Lavoro richiesto – Trascriva il brano su Istanbul da "Questo sbilanciamento permette" fino a "sua forte identità." compreso, sostituendo "turisti" con "visitatori stranieri".

Brano proposto –
——
Ed io, come visitatore occidentale, cosa ho potuto osservare nella capitale d’oriente? Come posso inserire una città così grande e importante nel mio discorso riguardo alla progressiva perdita di una geografia e di un senso del viaggio?
Credo che, proprio in questi ultimi anni, Istanbul stia vivendo un’ondata di politica e religiosità reazionaria.
La laicizzazione (per quanto discutibile e discussa) di Atatürk e degli anni ’50 e ’60, sembra ormai dimenticata, così come la voglia di occidentalizzazione che in quegli anni dilagava negli ambienti intellettuali.
Oggi Istanbul sembra pendere più verso un Oriente islamico e fortemente conservatore, rispetto che a un Occidente laico e riformatore – per capirci un Occidente Europeo. Questo non è necessariamente un pericolo per noi o un peccato per loro.
Sta di fatto che l’Europa sembra ancora molto lontana da Istanbul.
Questo sbilanciamento permette tuttavia alla città di preservare il suo tono, di non essere del tutto egemonizzata dai turisti e, salvo le solite aree dove la città smette di essere città e diventa colonia (moschee, Gran Bazar, Topkapı), di mantenere una sua forte identità.
La parte sud di Sultanahmet, nei dintorni di Kucük Ayasofia, è di una bellezza sconvolgente: tra quel labirinto di stradine e rovine, il tempo non sembra essere passato dagli anni dell’infanzia di Pamuk: ancora gli stessi ambulanti di frutta che trasportano a mano i loro carretti traboccanti di pesche e albicocche (“Bursa! Bursa!”); le stesse casette di legno, alcune bruciate, altre storte e malmesse; i ruderi antichi che si mischiano con la città (mura teodosiane dentro parcheggi abusivi); gli stessi vecchietti seduti nei bar che sorseggiano tè e discutono in quella lingua incomprensibile.
——
Record riportati –
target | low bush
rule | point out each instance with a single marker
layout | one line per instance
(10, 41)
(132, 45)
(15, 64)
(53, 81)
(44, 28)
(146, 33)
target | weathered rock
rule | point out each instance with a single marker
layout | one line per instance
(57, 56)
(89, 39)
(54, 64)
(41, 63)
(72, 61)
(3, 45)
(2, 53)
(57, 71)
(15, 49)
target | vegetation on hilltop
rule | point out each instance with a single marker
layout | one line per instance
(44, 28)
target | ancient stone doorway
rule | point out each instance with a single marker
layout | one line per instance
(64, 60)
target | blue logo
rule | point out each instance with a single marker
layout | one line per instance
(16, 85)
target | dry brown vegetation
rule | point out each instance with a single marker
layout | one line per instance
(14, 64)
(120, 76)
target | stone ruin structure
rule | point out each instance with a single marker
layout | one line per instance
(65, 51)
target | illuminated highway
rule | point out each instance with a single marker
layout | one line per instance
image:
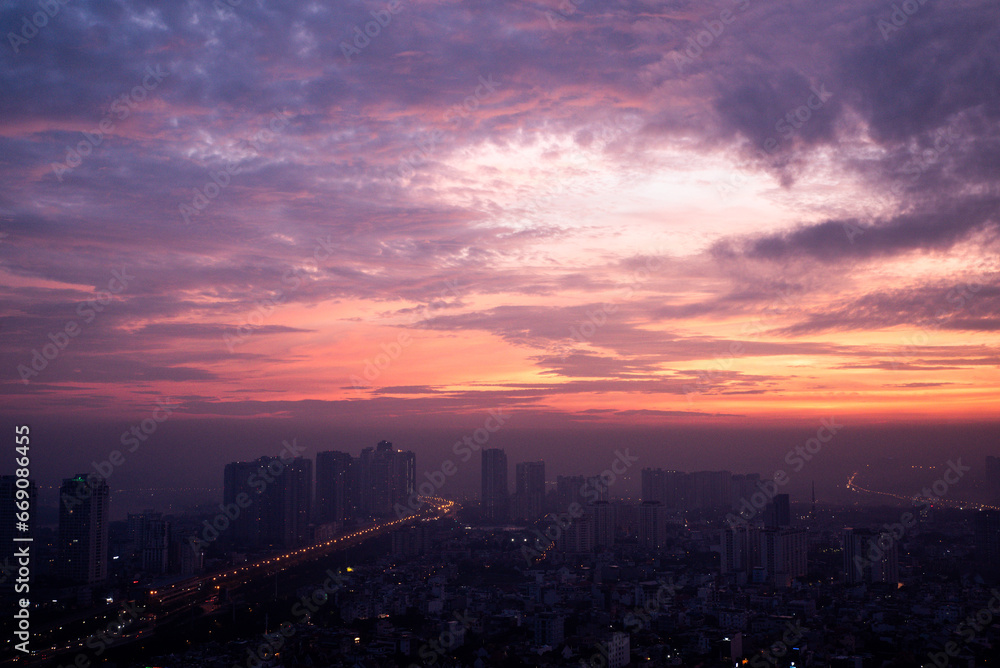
——
Risultato prodotto –
Questo sbilanciamento permette tuttavia alla città di preservare il suo tono, di non essere del tutto egemonizzata dai visitatori stranieri e, salvo le solite aree dove la città smette di essere città e diventa colonia (moschee, Gran Bazar, Topkapı), di mantenere una sua forte identità.